++++ SUPPLIED INFORMATION

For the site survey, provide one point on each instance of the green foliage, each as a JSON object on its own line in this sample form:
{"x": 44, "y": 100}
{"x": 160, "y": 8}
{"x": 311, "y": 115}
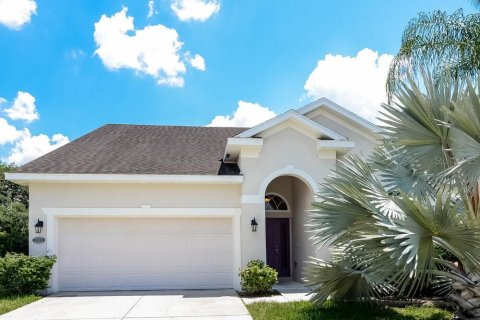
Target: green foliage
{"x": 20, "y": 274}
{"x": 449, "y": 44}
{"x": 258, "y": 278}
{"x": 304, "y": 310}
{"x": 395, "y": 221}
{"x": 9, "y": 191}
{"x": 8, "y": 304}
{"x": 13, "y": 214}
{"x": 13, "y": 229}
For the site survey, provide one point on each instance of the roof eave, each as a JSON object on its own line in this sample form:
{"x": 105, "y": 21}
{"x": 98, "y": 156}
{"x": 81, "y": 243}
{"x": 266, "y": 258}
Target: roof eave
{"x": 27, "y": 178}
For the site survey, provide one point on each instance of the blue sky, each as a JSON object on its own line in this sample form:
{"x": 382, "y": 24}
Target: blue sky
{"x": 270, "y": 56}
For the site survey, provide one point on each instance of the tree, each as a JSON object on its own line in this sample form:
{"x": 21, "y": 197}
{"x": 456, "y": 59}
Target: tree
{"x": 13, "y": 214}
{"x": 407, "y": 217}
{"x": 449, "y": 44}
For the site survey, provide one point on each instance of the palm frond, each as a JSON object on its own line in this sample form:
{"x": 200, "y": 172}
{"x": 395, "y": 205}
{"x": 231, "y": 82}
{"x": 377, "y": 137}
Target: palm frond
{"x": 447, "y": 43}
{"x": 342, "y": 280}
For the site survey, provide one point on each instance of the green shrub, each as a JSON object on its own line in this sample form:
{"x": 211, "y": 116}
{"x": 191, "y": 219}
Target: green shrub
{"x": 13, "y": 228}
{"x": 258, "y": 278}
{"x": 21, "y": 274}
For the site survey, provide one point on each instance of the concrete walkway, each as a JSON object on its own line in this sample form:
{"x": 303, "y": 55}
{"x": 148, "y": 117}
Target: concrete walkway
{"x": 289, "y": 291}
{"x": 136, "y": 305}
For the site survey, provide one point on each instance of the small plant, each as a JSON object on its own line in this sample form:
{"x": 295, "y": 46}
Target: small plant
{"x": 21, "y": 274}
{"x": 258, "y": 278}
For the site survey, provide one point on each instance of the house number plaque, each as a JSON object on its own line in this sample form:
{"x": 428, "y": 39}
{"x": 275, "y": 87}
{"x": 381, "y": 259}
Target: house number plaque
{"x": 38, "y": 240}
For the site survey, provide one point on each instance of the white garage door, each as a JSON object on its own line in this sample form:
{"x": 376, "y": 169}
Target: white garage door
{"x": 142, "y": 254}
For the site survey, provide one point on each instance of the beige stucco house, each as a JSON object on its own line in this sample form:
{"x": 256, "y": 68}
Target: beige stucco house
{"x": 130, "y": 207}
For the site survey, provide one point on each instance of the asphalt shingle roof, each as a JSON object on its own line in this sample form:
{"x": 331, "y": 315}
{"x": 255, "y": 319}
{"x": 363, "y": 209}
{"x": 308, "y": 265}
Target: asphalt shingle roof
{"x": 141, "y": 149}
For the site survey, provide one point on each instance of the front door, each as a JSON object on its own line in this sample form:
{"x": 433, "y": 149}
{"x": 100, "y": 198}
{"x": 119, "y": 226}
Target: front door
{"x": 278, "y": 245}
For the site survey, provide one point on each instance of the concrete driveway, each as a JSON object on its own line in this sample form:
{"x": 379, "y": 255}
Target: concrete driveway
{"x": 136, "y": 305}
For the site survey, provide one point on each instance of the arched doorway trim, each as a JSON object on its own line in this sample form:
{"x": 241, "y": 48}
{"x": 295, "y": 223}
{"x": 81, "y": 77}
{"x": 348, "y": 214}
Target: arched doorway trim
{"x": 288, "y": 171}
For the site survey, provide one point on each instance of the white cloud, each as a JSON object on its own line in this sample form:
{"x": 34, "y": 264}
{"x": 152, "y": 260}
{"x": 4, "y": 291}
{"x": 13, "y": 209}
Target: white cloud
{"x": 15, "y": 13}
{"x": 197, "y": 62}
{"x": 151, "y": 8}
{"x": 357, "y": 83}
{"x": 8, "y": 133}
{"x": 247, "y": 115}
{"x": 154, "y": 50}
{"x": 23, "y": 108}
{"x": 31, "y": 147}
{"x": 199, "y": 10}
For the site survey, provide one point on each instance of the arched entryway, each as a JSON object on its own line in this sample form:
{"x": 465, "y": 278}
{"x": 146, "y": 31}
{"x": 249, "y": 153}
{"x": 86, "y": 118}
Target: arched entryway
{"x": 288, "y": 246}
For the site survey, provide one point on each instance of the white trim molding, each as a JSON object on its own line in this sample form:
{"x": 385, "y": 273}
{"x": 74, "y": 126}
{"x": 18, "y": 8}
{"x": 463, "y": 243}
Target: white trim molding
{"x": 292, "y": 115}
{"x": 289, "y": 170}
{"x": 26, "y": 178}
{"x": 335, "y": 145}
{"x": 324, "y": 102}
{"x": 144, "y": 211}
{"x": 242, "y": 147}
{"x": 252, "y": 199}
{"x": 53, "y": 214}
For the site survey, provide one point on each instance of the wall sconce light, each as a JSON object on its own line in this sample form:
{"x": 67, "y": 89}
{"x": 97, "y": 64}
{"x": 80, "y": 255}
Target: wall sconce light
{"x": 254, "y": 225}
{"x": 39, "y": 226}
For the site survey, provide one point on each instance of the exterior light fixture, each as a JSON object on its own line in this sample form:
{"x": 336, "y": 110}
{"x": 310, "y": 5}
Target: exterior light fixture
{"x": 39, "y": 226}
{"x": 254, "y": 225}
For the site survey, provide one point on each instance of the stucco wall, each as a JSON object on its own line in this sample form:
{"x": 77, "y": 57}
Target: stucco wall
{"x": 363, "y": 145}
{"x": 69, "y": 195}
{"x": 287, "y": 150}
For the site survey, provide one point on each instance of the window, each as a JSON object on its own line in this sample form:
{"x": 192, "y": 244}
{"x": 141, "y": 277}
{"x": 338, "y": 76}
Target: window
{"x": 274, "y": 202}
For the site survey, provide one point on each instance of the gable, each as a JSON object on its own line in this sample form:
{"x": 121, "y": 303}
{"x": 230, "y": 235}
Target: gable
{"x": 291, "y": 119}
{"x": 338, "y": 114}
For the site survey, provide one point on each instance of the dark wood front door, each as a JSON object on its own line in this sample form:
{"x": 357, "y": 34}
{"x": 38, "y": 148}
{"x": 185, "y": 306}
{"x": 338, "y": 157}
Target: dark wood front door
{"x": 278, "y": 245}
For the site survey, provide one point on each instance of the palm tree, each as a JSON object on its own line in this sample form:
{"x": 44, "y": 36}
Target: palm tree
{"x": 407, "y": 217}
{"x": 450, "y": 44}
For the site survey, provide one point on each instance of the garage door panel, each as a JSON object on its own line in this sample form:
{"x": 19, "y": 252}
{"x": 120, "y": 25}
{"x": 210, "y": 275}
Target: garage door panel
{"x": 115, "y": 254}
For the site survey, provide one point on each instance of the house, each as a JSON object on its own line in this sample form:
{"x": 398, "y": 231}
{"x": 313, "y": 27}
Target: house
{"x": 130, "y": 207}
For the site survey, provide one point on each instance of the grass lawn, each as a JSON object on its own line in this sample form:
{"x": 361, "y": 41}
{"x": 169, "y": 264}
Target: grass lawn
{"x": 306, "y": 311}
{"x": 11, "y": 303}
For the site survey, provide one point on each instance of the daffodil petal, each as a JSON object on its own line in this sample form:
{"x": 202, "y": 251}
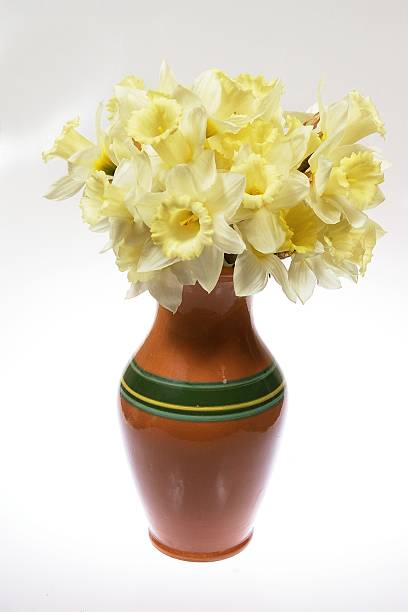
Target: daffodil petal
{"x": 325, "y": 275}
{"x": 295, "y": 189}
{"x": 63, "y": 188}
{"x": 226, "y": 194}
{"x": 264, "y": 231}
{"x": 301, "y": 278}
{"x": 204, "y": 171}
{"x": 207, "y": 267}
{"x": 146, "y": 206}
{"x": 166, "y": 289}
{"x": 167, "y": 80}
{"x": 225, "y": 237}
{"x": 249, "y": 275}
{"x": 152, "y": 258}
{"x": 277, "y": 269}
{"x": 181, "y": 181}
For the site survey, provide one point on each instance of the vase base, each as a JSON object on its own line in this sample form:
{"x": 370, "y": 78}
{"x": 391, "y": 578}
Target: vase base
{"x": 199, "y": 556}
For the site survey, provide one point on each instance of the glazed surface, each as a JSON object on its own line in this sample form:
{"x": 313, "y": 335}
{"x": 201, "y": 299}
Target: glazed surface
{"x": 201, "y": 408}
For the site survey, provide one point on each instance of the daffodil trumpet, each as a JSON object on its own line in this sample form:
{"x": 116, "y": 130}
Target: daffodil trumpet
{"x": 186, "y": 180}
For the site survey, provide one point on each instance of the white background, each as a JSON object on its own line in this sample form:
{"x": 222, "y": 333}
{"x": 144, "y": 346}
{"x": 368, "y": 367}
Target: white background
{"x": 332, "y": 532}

++++++++

- YOUR OBJECTIVE -
Quote, exactly and only, the lines from the first line of the data above through the line containing "of the roof". The pictures do not belong in it.

- EXERCISE OUTPUT -
For the site survey, provide one point on each instance of the green foliage, each as a JSON object on its own line in this sample form:
{"x": 44, "y": 100}
{"x": 160, "y": 8}
{"x": 311, "y": 115}
Target: green foliage
{"x": 20, "y": 274}
{"x": 449, "y": 44}
{"x": 258, "y": 278}
{"x": 304, "y": 310}
{"x": 395, "y": 221}
{"x": 9, "y": 191}
{"x": 8, "y": 304}
{"x": 13, "y": 214}
{"x": 13, "y": 229}
For the site survey, provide one point on each instance of the roof eave, each as a JSON object on its own line in this sample form:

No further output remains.